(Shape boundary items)
==*==

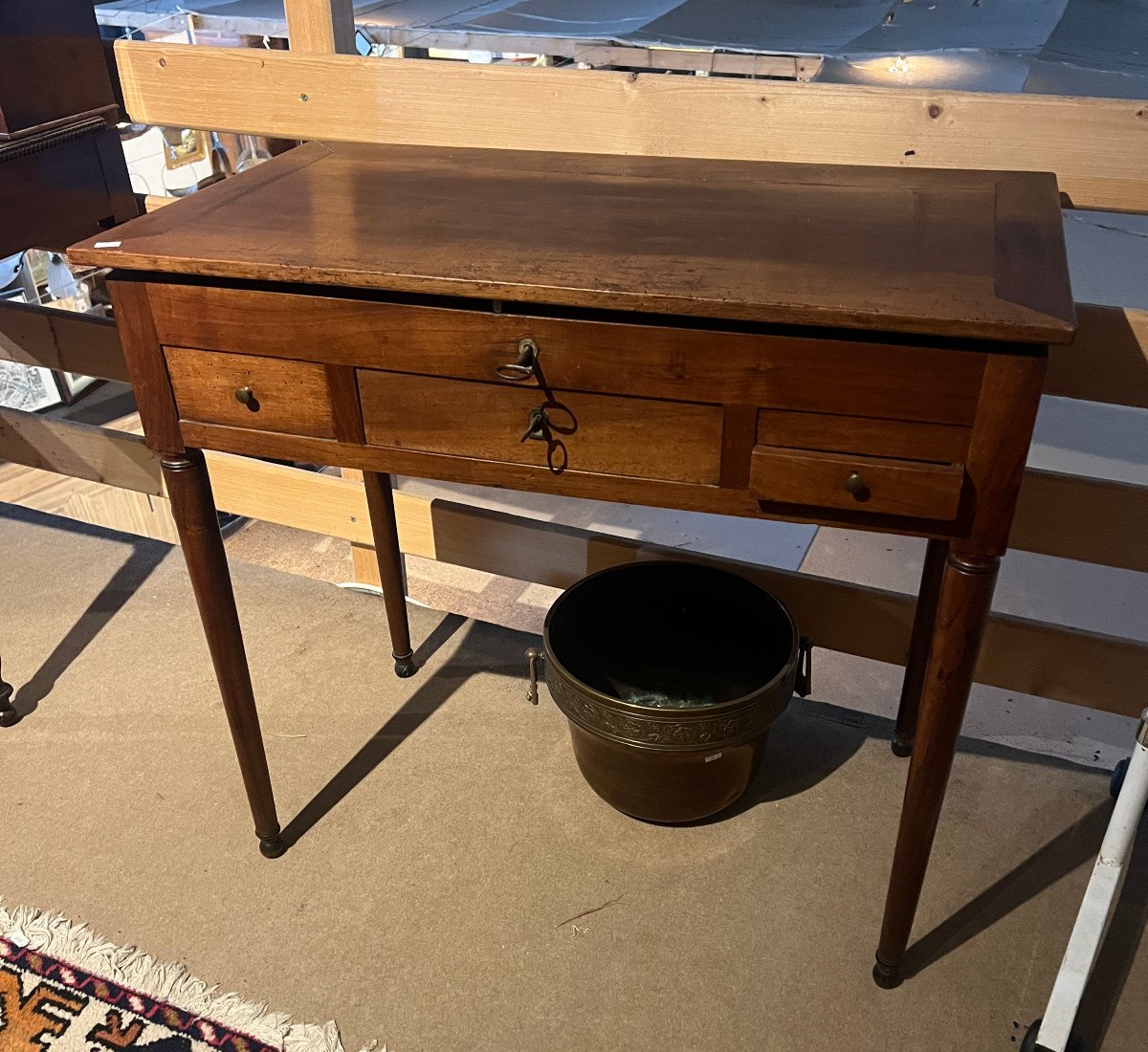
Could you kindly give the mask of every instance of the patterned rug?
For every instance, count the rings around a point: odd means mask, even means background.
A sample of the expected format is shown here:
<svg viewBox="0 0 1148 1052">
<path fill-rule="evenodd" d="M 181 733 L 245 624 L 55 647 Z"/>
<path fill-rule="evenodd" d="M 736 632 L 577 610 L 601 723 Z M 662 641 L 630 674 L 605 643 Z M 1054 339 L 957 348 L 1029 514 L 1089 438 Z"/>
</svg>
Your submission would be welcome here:
<svg viewBox="0 0 1148 1052">
<path fill-rule="evenodd" d="M 292 1023 L 86 926 L 0 904 L 0 1052 L 343 1049 L 333 1022 Z"/>
</svg>

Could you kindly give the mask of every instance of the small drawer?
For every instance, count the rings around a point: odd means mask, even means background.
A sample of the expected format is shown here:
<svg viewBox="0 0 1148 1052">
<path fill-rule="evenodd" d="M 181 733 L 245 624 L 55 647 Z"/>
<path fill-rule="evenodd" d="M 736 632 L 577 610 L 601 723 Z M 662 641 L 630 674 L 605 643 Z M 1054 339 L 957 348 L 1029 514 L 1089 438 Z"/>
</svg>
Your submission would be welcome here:
<svg viewBox="0 0 1148 1052">
<path fill-rule="evenodd" d="M 758 500 L 944 522 L 956 519 L 963 483 L 961 465 L 762 445 L 750 465 Z"/>
<path fill-rule="evenodd" d="M 758 445 L 789 450 L 959 463 L 969 451 L 971 434 L 971 428 L 952 423 L 830 416 L 785 410 L 758 413 Z"/>
<path fill-rule="evenodd" d="M 716 405 L 358 371 L 369 445 L 715 485 Z M 540 412 L 544 424 L 536 427 Z M 534 429 L 541 437 L 527 437 Z"/>
<path fill-rule="evenodd" d="M 334 438 L 327 373 L 310 361 L 164 348 L 181 420 Z"/>
</svg>

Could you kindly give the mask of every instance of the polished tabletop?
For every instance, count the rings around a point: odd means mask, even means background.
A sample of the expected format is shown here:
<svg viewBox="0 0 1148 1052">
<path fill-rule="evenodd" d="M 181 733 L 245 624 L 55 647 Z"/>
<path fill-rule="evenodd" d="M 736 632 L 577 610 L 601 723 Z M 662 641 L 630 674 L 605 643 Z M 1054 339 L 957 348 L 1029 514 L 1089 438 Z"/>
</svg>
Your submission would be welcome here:
<svg viewBox="0 0 1148 1052">
<path fill-rule="evenodd" d="M 96 248 L 96 244 L 100 244 Z M 310 142 L 78 263 L 1064 343 L 1049 173 Z"/>
</svg>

==*==

Stated task —
Output every line of the items above without a single change, leaving out the pictures.

Answer for this exercise —
Could you kindly give the mask of every instance of the patterned rug?
For every instance, count the rings around a point: odd means mask, even means background.
A sample of the expected format is shown here:
<svg viewBox="0 0 1148 1052">
<path fill-rule="evenodd" d="M 181 733 L 245 624 L 55 647 Z"/>
<path fill-rule="evenodd" d="M 736 632 L 577 610 L 601 723 Z M 662 641 L 630 674 L 605 643 Z M 1054 339 L 957 348 L 1029 514 L 1089 438 Z"/>
</svg>
Your submission would be welcome here:
<svg viewBox="0 0 1148 1052">
<path fill-rule="evenodd" d="M 292 1023 L 86 926 L 0 904 L 0 1052 L 343 1049 L 333 1022 Z"/>
</svg>

Could you kindly give the mask of every instance of the small drawer?
For every instance, count the rings around a point: odd means mask, even means background.
A sample of the expected format is shown here:
<svg viewBox="0 0 1148 1052">
<path fill-rule="evenodd" d="M 181 733 L 245 624 L 55 647 Z"/>
<path fill-rule="evenodd" d="M 736 632 L 577 610 L 601 723 Z M 662 641 L 630 674 L 605 643 Z M 1054 339 L 957 348 L 1029 514 L 1089 438 Z"/>
</svg>
Your submission would be welcome here:
<svg viewBox="0 0 1148 1052">
<path fill-rule="evenodd" d="M 758 500 L 944 522 L 956 519 L 963 483 L 961 465 L 762 445 L 750 465 Z"/>
<path fill-rule="evenodd" d="M 758 445 L 789 450 L 959 463 L 969 451 L 971 434 L 971 428 L 952 423 L 830 416 L 785 410 L 758 413 Z"/>
<path fill-rule="evenodd" d="M 716 405 L 358 371 L 369 445 L 715 485 Z M 540 412 L 544 424 L 536 427 Z M 534 429 L 541 437 L 527 437 Z"/>
<path fill-rule="evenodd" d="M 334 438 L 327 373 L 310 361 L 164 348 L 181 420 Z"/>
</svg>

Could you kindly give the mask of every instance of the polished tabletop?
For every instance, count the rings around a point: odd means mask, even means background.
A sample of the expected format is shown here:
<svg viewBox="0 0 1148 1052">
<path fill-rule="evenodd" d="M 181 733 L 245 624 L 55 647 Z"/>
<path fill-rule="evenodd" d="M 736 632 L 577 610 L 601 723 Z M 662 641 L 630 674 L 605 643 Z M 1054 339 L 957 348 L 1029 514 L 1089 438 Z"/>
</svg>
Your submission would be welcome here:
<svg viewBox="0 0 1148 1052">
<path fill-rule="evenodd" d="M 96 248 L 96 244 L 100 244 Z M 310 142 L 78 263 L 1064 343 L 1049 173 Z"/>
</svg>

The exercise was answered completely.